#### What this exercise asks:
[a] Copy out the Kenneth M. Roberts faculty profile from "Dr. Roberts is" down to "in enzymatic reactions.".
[b] Answer yes or no for each statement about the Kenneth M. Roberts faculty profile, quoting the words that decide it: (i) Roberts earned his Ph.D. in biochemistry at the University of Washington. (ii) Roberts was a post-doctoral associate in San Antonio from 2010 to 2015. (iii) Advanced Biochemistry is one of the courses Roberts teaches.
[c] Continue the Kenneth M. Roberts faculty profile from where it stops.

#### Passage to read:
*-*-*
Front Entrance of UofSC Aiken



Kenneth M. Roberts, PhD

Courses Taught

Introduction to Chemistry, General Chemistry I & II, Advanced Biochemistry


B.S., Biochemistry, University of Washington, 1996.

Ph.D., Biochemistry, Washington State University, 2009.

Post-Doctoral Associate, Chemistry, Washington State University, 2009-10.

Post-Doctoral Associate, Biochemistry, University of Texas Health Science Center at San Antonio, 2010-2015.

Research Interests

Enzymology, Bioorganic Chemistry, Reaction Kinetics and Chemical Mechanisms

Research Experiences

Dr. Roberts is interested in the underlying principles that govern the catalytic reactions of enzymes. A combination of kinetic analyses and chemical probes are used to investigate the specific chemical steps involved in enzymatic reactions.
*-*-*
#### The data:
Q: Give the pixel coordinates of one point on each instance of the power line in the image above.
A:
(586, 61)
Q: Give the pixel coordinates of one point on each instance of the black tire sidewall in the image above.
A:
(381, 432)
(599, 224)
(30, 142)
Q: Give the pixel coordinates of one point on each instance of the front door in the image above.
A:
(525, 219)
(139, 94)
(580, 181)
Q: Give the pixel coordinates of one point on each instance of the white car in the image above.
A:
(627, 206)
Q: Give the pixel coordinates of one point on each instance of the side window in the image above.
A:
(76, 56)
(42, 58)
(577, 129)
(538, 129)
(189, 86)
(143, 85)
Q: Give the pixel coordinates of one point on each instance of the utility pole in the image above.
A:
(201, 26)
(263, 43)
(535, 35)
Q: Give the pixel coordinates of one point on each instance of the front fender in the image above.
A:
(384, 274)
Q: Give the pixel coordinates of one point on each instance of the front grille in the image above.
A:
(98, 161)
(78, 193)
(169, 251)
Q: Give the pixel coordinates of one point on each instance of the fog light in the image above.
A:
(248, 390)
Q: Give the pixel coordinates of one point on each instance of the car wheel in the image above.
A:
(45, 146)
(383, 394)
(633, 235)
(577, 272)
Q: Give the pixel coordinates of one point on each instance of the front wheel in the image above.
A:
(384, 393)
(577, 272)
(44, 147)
*-*-*
#### Written answers:
[a]
Dr. Roberts is interested in the underlying principles that govern the catalytic reactions of enzymes. A combination of kinetic analyses and chemical probes are used to investigate the specific chemical steps involved in enzymatic reactions.

[b]
(i) No: "Ph.D., Biochemistry, Washington State University, 2009."
(ii) Yes: "Post-Doctoral Associate, Biochemistry, University of Texas Health Science Center at San Antonio, 2010-2015."
(iii) Yes: "Introduction to Chemistry, General Chemistry I & II, Advanced Biochemistry"

[c]
Dr. Roberts joined the Department of Chemistry and Physics in 2015 after completing a post-doctoral fellowship at the University of Texas Health Science Center San Antonio. As a biochemist and enzymologist, he is interested in the underlying principles that govern the chemical reactions of enzymes, the little protein ‘machines’ that catalyze the many chemical reactions of the cell. His current projects are centered on understanding the reaction mechanism of the enzyme, 2,4’-dihydroxyacetophenone dioxygenase (DAD), which catalyzes a unique carbon-carbon bond cleavage. Dr. Roberts and his research students are currently investigating the steady-state kinetics (the steps and rates) of the DAD reaction. By varying the temperature or pH (acidity) of the reaction or by changing the atomic structure of the reactant, or even of DAD, the resulting changes in the kinetics of the reaction offer insight into the nature of the reaction. Due to the dual biological and chemical nature of biochemistry and the variety of experiments available for probing enzyme mechanisms, research students in Dr. Roberts’s lab gain experience across a variety of fields including biochemistry, analytical chemistry, organic chemistry, molecular biology, and microbiology. Hands-on experience includes (but is not limited to): bacterial culture, gene/protein mutagenesis, protein expression and purification, UV-visible absorbance spectroscopy, liquid chromatography-mass spectrometry (LC-MS), reaction kinetics analyses, kinetic and solvent isotope effects, and chemical synthesis of substrates and analogs.